[Natural language region descriptions]
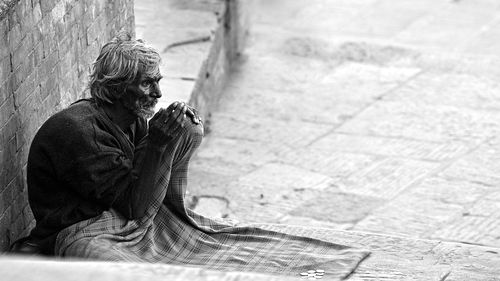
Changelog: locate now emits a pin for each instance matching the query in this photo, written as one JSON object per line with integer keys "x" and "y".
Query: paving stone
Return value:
{"x": 469, "y": 276}
{"x": 388, "y": 177}
{"x": 273, "y": 190}
{"x": 310, "y": 222}
{"x": 386, "y": 271}
{"x": 398, "y": 147}
{"x": 479, "y": 166}
{"x": 280, "y": 133}
{"x": 401, "y": 248}
{"x": 472, "y": 229}
{"x": 328, "y": 162}
{"x": 453, "y": 89}
{"x": 456, "y": 192}
{"x": 240, "y": 152}
{"x": 472, "y": 258}
{"x": 432, "y": 123}
{"x": 449, "y": 27}
{"x": 410, "y": 216}
{"x": 487, "y": 206}
{"x": 338, "y": 207}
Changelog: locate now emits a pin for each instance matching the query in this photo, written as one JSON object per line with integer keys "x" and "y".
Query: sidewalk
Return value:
{"x": 372, "y": 117}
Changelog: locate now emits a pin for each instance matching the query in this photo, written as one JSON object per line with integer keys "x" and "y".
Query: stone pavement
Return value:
{"x": 378, "y": 119}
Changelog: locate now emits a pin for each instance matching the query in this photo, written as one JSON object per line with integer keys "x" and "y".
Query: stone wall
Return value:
{"x": 227, "y": 45}
{"x": 46, "y": 49}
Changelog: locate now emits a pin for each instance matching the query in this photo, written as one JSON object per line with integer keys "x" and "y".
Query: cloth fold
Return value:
{"x": 171, "y": 233}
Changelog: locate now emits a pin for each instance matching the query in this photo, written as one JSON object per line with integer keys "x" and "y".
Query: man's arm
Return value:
{"x": 163, "y": 129}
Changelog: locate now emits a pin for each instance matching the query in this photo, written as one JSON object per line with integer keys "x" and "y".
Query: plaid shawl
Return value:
{"x": 171, "y": 233}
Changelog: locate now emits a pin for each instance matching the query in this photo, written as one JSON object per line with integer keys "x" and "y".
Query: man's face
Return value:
{"x": 141, "y": 97}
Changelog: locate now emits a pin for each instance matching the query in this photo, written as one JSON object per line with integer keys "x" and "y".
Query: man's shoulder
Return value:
{"x": 77, "y": 117}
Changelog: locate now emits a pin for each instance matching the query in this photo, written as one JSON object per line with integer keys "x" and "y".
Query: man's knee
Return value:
{"x": 193, "y": 132}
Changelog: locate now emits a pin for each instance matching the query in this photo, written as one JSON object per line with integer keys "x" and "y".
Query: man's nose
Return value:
{"x": 155, "y": 91}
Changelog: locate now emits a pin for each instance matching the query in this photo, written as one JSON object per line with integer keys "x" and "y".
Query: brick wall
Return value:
{"x": 46, "y": 48}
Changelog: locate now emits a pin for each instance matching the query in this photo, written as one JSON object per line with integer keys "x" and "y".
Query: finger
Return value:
{"x": 157, "y": 115}
{"x": 172, "y": 106}
{"x": 191, "y": 112}
{"x": 172, "y": 118}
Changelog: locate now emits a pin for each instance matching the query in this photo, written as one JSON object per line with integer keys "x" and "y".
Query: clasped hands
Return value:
{"x": 166, "y": 124}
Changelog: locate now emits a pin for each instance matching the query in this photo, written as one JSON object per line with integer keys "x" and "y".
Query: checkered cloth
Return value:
{"x": 171, "y": 233}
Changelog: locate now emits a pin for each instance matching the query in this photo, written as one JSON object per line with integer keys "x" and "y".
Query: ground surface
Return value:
{"x": 372, "y": 116}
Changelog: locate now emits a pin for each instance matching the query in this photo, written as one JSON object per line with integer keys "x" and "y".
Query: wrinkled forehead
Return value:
{"x": 151, "y": 71}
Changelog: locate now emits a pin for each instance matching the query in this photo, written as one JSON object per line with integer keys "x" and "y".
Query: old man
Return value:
{"x": 106, "y": 184}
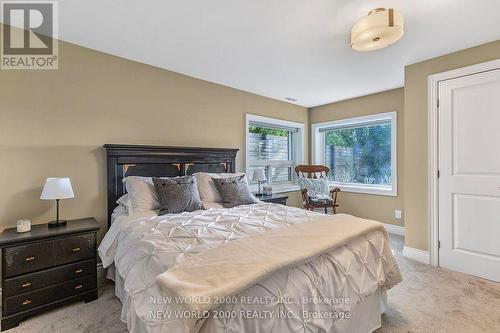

TASK INSTRUCTIONS ->
Every line in the records above that contains the word "cloth" should be copied out.

EXERCISE RESULT ->
Query: cloth fold
Query: checkered cloth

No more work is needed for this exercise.